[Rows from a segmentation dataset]
···

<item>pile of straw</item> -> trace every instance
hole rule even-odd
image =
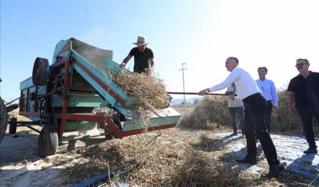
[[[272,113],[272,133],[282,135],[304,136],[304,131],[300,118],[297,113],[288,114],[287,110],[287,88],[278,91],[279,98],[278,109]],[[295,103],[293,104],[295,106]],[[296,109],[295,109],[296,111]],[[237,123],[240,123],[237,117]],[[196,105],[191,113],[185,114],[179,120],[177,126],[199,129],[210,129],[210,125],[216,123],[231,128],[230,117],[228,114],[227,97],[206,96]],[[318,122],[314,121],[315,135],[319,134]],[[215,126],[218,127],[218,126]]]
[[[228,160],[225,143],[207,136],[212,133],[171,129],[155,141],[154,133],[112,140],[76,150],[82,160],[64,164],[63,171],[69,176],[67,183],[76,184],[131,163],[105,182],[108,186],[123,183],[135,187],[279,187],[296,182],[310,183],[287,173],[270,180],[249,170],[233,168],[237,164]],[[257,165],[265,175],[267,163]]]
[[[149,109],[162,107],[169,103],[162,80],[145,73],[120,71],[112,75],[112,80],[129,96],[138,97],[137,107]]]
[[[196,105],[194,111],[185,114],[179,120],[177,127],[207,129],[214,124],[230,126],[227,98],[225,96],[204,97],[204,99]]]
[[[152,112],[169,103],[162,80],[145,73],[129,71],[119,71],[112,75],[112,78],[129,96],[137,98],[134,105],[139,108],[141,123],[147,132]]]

···

■ **Problem to solve**:
Which lines in the records contain the word "every"? Return each of those lines in full.

■ **Correct answer**:
<item>pile of straw</item> -> trace every instance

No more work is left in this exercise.